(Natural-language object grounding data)
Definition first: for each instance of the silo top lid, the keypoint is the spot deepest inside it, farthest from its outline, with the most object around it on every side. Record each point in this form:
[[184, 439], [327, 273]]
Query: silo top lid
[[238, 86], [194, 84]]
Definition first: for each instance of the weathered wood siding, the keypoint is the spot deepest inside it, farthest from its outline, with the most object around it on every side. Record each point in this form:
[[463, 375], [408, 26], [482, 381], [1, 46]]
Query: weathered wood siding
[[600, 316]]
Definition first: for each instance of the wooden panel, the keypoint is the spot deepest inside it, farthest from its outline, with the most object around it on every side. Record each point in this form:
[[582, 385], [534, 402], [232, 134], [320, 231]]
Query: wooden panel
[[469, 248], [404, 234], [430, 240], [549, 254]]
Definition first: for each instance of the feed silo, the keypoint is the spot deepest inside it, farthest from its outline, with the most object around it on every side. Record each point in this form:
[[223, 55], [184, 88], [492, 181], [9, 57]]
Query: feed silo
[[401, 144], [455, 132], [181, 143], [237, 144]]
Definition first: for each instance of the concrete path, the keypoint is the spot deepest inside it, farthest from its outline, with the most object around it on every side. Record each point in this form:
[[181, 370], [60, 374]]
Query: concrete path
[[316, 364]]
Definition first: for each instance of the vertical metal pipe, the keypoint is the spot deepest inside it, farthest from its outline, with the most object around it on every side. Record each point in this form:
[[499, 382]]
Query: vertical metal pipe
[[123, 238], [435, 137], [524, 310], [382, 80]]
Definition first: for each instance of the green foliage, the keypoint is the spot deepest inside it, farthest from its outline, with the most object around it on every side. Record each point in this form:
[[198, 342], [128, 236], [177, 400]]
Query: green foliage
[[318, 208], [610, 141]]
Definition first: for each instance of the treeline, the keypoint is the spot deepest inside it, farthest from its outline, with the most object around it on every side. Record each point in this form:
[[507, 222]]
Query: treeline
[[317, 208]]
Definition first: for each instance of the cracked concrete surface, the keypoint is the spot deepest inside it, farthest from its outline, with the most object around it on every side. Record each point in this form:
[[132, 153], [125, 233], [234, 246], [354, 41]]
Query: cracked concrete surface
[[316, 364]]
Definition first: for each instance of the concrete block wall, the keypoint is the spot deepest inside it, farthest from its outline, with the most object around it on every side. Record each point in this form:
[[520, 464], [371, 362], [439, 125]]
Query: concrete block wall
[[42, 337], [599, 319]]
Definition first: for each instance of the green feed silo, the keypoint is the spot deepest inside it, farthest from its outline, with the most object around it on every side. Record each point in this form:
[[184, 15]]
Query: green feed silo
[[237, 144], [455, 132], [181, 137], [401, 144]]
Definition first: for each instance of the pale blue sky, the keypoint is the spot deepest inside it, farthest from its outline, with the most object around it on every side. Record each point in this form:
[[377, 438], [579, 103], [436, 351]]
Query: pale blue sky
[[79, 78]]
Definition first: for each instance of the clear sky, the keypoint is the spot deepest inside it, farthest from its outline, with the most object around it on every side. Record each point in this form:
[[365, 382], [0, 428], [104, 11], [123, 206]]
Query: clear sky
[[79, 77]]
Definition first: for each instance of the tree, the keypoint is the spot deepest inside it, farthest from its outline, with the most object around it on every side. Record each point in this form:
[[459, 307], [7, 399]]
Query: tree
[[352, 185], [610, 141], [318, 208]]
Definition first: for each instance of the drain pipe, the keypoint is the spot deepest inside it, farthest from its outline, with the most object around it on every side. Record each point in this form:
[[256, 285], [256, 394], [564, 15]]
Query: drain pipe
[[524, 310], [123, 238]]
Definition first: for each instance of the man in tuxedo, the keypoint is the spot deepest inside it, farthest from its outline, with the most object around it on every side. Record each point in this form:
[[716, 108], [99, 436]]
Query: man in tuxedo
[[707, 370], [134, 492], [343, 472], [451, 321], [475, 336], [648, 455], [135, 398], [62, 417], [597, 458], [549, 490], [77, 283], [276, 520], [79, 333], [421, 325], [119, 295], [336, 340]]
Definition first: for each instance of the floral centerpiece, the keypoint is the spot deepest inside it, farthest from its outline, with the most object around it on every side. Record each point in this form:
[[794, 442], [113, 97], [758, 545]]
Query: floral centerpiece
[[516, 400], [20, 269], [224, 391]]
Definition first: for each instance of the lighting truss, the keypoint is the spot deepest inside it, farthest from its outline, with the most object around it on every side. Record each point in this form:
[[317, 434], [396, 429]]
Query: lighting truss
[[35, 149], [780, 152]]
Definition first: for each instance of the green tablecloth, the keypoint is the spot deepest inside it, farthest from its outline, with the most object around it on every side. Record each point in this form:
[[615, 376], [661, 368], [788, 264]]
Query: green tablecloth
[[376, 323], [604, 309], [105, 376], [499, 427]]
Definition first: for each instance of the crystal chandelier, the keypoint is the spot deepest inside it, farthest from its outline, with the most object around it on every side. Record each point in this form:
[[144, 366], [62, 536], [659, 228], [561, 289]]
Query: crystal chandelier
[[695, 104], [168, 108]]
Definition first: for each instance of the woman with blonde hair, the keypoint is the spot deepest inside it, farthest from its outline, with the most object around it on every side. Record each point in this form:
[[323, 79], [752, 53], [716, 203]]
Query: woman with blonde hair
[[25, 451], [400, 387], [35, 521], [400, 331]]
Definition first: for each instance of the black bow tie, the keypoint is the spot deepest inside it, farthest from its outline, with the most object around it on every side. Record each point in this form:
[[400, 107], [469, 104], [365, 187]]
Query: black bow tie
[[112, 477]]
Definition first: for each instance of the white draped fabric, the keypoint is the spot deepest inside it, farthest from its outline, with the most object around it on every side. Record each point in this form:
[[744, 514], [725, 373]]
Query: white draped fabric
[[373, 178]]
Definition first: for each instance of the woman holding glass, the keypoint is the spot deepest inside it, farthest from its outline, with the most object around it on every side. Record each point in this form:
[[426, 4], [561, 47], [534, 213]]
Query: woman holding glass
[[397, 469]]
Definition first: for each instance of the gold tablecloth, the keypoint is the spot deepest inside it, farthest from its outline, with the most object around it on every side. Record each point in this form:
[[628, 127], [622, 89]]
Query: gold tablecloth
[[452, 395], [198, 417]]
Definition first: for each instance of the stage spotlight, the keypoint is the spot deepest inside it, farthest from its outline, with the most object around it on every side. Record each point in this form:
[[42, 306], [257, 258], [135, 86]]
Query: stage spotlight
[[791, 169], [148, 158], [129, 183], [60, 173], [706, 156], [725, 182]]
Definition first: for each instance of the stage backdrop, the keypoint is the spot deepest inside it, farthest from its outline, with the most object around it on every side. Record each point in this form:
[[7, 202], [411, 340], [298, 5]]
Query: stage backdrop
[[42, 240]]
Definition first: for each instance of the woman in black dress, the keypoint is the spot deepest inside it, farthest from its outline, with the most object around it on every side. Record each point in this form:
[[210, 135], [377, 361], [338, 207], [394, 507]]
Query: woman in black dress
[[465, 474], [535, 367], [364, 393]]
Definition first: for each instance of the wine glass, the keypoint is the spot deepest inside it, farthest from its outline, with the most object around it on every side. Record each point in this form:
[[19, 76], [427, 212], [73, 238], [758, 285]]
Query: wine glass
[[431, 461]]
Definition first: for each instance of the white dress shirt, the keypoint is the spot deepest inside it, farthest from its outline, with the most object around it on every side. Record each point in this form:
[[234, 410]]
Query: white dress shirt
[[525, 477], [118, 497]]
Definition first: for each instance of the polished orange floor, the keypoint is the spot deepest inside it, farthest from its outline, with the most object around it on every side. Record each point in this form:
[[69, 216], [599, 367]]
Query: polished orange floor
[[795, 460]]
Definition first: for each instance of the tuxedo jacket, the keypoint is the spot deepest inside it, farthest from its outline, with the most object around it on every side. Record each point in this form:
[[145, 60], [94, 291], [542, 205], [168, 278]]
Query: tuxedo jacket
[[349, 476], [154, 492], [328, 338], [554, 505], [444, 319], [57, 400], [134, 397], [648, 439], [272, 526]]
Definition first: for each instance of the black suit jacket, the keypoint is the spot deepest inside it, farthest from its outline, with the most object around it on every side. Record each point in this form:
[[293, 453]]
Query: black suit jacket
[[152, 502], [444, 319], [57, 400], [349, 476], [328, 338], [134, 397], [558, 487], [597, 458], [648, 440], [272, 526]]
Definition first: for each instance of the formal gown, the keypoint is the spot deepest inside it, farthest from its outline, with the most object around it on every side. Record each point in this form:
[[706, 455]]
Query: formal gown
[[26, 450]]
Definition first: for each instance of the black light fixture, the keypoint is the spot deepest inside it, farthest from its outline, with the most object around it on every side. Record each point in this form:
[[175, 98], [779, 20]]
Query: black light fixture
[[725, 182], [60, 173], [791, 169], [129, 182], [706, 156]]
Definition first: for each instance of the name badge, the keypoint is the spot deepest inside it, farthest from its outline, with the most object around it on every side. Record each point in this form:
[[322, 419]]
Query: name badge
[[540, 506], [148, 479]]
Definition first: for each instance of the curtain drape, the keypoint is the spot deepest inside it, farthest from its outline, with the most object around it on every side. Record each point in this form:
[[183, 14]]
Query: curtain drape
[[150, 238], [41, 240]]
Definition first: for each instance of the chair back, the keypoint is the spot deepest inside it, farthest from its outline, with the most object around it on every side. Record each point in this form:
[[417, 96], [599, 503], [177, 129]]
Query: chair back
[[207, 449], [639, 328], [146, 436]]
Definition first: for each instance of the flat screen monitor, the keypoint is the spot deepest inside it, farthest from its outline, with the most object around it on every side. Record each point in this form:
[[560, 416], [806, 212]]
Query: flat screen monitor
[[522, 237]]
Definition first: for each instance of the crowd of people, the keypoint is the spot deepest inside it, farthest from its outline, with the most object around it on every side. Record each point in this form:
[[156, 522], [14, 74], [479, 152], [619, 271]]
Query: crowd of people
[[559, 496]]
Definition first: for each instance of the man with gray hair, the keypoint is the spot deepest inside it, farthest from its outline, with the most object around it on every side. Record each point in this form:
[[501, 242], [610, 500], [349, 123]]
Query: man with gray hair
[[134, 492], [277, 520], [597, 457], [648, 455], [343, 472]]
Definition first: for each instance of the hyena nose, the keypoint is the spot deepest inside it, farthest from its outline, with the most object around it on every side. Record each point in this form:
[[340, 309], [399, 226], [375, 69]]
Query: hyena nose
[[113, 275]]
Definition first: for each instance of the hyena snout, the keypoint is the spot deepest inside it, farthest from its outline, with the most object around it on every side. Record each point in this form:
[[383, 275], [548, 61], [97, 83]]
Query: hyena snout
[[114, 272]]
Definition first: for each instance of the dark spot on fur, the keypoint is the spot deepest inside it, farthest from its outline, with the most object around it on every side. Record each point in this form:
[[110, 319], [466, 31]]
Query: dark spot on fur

EXERCISE
If a line in the data above holds the word "dark", count it, and give only the final number.

WRITTEN RESPONSE
2